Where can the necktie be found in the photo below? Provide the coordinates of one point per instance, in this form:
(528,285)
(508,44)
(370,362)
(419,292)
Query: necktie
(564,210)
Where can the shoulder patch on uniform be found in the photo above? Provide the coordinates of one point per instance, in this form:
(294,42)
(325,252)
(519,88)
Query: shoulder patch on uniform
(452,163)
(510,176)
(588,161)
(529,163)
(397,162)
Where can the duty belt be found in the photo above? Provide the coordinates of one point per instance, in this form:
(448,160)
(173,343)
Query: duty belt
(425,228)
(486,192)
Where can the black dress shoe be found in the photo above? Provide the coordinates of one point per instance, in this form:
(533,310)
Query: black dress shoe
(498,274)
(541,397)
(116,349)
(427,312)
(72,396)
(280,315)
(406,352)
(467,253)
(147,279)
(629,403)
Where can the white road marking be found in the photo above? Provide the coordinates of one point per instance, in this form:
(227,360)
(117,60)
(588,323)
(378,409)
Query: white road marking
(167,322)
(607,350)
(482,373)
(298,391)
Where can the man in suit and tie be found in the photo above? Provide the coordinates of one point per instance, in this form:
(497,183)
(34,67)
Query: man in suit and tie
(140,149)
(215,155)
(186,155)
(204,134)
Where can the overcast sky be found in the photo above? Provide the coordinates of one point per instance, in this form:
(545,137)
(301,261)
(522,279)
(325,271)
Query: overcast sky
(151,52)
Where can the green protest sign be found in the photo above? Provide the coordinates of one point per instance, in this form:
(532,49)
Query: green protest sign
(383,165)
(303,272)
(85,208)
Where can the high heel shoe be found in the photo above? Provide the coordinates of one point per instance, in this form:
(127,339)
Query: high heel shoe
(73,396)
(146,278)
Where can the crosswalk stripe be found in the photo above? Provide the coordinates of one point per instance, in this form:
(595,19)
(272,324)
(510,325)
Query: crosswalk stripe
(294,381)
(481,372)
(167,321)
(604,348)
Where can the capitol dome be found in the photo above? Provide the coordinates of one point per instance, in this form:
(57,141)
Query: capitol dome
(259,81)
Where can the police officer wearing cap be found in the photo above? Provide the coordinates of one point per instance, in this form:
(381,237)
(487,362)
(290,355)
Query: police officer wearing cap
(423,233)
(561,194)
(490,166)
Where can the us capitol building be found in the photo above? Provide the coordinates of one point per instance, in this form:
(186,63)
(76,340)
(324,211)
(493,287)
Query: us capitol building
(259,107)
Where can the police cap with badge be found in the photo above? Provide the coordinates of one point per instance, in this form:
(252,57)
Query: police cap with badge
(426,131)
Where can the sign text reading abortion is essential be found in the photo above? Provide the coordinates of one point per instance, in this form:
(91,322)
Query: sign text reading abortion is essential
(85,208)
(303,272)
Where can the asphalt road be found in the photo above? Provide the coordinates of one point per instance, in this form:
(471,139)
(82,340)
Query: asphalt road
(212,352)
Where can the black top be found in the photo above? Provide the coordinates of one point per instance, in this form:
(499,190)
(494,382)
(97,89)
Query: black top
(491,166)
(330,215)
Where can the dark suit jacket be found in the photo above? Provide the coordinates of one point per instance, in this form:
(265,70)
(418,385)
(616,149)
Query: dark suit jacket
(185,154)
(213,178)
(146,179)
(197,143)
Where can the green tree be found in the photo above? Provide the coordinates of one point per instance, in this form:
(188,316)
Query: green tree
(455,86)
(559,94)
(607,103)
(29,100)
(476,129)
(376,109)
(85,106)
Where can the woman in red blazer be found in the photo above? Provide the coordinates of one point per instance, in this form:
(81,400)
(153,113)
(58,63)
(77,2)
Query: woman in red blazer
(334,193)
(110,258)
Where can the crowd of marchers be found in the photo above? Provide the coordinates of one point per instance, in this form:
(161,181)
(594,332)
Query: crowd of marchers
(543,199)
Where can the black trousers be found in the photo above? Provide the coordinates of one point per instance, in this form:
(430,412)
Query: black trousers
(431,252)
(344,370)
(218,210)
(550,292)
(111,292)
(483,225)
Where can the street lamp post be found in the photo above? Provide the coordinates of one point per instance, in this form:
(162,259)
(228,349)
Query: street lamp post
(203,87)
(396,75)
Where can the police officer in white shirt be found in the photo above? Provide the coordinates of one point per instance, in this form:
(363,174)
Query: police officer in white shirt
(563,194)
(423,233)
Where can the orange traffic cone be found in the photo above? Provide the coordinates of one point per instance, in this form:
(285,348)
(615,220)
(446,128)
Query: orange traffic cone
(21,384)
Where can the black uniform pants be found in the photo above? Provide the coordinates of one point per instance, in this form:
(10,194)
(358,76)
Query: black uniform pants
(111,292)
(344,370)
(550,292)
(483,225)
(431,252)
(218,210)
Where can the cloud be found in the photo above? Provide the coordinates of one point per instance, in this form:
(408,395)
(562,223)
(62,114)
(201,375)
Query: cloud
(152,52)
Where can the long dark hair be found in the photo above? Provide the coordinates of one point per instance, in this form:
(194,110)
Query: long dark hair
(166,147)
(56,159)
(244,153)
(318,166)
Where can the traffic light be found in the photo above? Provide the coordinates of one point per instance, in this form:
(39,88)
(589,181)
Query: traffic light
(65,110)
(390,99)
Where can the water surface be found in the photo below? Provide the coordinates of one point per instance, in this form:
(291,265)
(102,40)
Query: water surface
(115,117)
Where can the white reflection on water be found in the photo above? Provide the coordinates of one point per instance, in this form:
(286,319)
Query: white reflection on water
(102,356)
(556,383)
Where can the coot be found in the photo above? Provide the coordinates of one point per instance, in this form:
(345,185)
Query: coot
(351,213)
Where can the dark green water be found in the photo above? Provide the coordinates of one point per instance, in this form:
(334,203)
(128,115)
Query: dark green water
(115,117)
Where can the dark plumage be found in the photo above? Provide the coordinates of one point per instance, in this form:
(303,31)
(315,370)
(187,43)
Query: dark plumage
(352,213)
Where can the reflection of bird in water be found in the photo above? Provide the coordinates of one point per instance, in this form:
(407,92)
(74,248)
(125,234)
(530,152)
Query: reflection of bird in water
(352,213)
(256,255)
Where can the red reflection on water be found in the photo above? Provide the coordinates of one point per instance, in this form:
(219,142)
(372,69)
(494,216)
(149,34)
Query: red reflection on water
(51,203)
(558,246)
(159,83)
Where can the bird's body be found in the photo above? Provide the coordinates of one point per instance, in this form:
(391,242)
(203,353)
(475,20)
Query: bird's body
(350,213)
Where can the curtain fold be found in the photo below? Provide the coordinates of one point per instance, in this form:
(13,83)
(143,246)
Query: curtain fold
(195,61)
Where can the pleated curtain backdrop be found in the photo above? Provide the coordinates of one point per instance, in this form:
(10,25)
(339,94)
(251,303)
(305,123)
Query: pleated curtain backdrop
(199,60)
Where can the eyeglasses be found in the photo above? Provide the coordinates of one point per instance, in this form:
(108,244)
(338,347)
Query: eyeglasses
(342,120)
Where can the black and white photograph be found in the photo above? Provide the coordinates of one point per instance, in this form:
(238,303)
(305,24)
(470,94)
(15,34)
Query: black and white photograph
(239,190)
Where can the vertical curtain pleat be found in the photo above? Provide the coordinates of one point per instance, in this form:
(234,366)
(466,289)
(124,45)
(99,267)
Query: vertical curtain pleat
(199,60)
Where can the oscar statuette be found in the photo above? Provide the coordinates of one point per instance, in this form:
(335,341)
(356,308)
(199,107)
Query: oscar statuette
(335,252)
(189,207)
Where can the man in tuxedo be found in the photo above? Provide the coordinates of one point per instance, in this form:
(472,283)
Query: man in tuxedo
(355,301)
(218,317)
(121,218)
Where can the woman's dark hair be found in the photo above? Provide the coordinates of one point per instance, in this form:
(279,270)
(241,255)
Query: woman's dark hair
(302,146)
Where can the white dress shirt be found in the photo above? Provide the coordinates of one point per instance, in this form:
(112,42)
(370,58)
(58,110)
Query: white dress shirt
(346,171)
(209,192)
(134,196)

━━━━━━━━━━━━━━━━

→ Your assignment:
From the listing above, return the lines starting at the one with "Where can the street" and ending at the one with "Where can the white reflection", both kept, exactly as they appear and nothing more.

→ Answer section:
Where can the street lamp post be found in the photo above? Provide the coordinates of one point per instance, in this form:
(162,259)
(228,349)
Query: street lamp post
(203,87)
(396,75)
Where can the police officer in white shirt be found in the photo above? Provide the coordinates of one point per instance, in this form:
(363,174)
Query: police officer in white shirt
(563,194)
(423,233)
Where can the orange traffic cone be found in the photo above? Provide the coordinates of one point per instance, in this form:
(285,348)
(615,220)
(446,128)
Query: orange traffic cone
(21,384)
Where can the black uniform pants be found in the photo above? Provide the coordinates of one point per instance, in this form:
(10,194)
(358,76)
Query: black uniform pants
(111,292)
(344,370)
(550,292)
(483,225)
(431,252)
(218,210)
Where can the cloud be found in the photo above? Provide the coordinates of one point per instance, in this form:
(408,395)
(562,223)
(62,114)
(201,375)
Query: cloud
(152,52)
Where can the long dark hair be found in the photo above? Provide the coordinates of one point per instance, in this form:
(194,110)
Query: long dark hair
(166,147)
(56,159)
(244,153)
(318,166)
Where can the traffic light be found in the photo above? Provide the coordinates of one point per instance, in this form:
(39,88)
(589,181)
Query: traffic light
(65,110)
(390,99)
Where can the water surface be found in the photo below? Provide the coordinates of one point per instance, in this form:
(291,265)
(102,40)
Query: water surface
(115,117)
Where can the white reflection on water be found in the photo above? Provide the coordinates of one point per instance, in this form:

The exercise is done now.